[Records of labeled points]
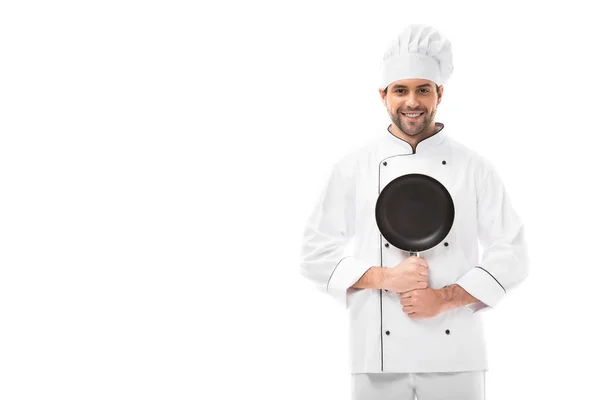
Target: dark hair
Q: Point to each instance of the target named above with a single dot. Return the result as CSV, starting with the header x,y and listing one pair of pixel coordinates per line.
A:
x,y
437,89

--

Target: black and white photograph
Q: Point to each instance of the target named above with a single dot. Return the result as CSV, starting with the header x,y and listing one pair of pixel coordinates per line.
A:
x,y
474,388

==

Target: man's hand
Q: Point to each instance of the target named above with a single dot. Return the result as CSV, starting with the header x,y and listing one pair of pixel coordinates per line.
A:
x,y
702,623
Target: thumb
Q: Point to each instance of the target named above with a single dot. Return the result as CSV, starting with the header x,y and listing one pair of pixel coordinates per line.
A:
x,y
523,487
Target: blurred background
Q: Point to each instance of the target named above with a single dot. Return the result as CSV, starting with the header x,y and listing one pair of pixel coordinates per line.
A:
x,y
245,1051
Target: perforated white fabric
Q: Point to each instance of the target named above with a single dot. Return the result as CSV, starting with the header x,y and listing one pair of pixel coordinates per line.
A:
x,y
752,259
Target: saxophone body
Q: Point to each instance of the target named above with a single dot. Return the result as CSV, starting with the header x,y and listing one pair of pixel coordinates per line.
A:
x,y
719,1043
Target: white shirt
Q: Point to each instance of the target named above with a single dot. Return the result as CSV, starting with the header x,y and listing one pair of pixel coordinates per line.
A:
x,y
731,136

### DIRECTIONS FOR THIS TASK
Pick out every line in the records above that contains the string "white", and copy each one. Case counts.

### COMPLETED EXERCISE
Target: black and white photograph
Target: perforated white fabric
Target: white shirt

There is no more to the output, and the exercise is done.